[Records from a collection]
◆ ◆ ◆ ◆

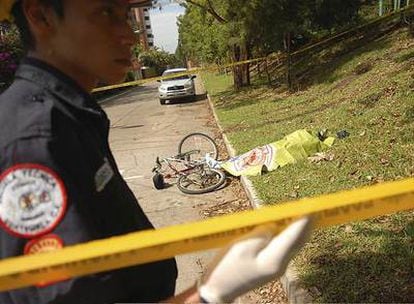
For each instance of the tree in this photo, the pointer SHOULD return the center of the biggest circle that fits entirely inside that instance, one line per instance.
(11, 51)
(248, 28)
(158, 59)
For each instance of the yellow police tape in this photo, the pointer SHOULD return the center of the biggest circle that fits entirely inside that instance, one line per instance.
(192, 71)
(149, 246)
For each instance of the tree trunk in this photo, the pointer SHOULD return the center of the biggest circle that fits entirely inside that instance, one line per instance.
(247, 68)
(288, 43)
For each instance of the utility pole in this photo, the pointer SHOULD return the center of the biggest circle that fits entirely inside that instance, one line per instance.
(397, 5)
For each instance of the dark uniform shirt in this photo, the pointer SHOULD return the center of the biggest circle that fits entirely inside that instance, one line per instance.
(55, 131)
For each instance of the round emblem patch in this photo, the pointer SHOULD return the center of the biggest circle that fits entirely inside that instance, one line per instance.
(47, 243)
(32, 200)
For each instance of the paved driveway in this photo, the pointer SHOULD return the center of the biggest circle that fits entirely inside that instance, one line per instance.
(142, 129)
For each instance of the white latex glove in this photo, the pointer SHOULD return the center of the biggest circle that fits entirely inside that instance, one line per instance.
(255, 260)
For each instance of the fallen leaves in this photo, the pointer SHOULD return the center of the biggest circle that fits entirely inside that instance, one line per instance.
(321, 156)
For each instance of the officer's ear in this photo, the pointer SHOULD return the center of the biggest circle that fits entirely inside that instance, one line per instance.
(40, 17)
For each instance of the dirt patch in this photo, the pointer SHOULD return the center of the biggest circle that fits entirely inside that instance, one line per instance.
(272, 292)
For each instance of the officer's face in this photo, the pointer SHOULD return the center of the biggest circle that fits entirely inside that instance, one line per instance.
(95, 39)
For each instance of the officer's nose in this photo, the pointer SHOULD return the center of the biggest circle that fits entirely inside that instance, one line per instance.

◆ ◆ ◆ ◆

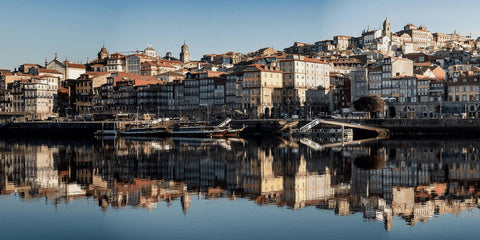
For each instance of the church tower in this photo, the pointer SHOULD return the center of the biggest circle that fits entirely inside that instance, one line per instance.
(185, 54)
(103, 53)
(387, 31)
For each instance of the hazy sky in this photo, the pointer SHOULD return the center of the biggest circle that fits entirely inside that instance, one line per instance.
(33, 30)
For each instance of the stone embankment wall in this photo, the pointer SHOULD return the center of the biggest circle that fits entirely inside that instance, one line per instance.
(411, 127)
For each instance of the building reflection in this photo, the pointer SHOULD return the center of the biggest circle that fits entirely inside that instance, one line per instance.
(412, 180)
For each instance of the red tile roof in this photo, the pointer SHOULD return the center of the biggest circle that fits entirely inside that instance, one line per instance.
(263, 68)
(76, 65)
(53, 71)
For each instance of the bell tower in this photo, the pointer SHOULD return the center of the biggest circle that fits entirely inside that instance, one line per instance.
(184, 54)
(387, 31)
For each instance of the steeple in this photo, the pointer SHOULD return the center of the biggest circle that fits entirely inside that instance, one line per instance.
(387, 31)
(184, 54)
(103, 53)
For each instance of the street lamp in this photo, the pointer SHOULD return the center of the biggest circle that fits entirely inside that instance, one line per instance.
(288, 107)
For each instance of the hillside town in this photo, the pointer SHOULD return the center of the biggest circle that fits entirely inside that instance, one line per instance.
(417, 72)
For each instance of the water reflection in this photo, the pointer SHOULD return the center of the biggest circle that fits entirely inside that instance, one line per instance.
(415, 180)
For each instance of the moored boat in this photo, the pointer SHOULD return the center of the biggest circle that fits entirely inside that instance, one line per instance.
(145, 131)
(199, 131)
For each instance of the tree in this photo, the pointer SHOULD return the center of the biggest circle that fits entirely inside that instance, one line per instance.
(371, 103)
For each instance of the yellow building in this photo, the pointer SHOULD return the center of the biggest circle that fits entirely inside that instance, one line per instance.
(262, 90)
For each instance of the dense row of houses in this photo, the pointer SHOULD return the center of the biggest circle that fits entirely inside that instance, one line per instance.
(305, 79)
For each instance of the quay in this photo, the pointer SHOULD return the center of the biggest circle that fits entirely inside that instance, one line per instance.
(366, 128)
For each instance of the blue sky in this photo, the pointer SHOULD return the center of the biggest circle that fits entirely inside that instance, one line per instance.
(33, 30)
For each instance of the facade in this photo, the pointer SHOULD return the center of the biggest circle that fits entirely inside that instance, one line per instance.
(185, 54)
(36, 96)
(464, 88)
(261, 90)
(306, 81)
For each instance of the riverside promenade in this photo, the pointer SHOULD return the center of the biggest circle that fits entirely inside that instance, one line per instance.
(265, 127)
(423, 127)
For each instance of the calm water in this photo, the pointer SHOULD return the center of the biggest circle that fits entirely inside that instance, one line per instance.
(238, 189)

◆ ◆ ◆ ◆

*About this exercise*: When you reach the line holding "For each instance of the white" in the records above, begin reproducing exactly, stop after the line holding "For each instance of the officer's nose", and output nothing else.

*Exercise output*:
For each instance of the white latex glove in this photo, the pointer SHOULD return the center of the biggest circle that fits entirely inside that instance, one line per instance.
(255, 260)
For each instance of the fallen leaves in this photo, the pointer SHOULD return the center of the biggest circle that fits entirely inside that instance, one line per instance.
(321, 156)
For each instance of the officer's ear in this photo, the pointer SHOULD return the center of the biggest circle that fits entirely inside that instance, one line per instance.
(40, 17)
For each instance of the dirt patch in this photo, the pointer SHOULD return the center of the biggest circle that fits entirely inside that instance, one line per instance.
(272, 292)
For each instance of the officer's face in this photo, the pointer SHOULD return the center of the biggest circle that fits entirely inside that instance, one line per instance.
(95, 39)
For each instance of the officer's nose in this photo, the pointer SHOULD return the center of the biggest circle that fits entirely inside that instance, one line per instance.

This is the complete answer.